Stored items:
——————
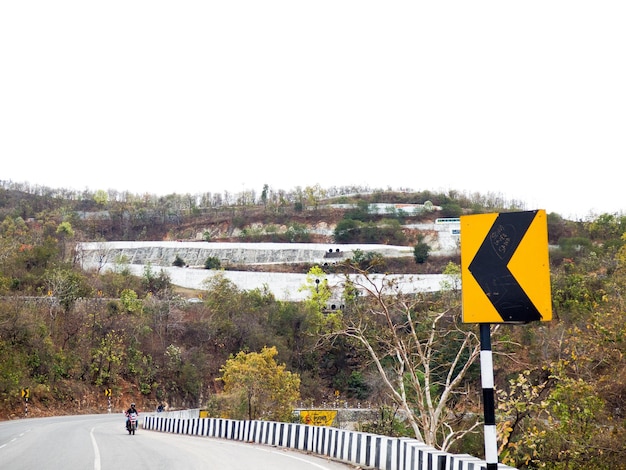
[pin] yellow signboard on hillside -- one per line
(318, 417)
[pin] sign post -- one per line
(107, 393)
(26, 396)
(505, 276)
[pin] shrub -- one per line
(212, 263)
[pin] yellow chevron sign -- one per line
(318, 417)
(505, 270)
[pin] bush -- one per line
(421, 252)
(212, 263)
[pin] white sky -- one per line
(523, 99)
——————
DIRECTIVE:
Copy the data above line for line, with nothing changed, and leave the picture out of your answer.

SOLUTION TO THE PROBLEM:
[pin] yellow signboard on hillside -- one per line
(318, 417)
[pin] sign post -- one per line
(107, 393)
(26, 396)
(505, 276)
[pin] shrub -- one per line
(212, 263)
[pin] yellow chevron sign -- one per line
(318, 417)
(505, 270)
[pin] bush -- one per line
(421, 252)
(212, 263)
[pin] white sky -- one per line
(523, 99)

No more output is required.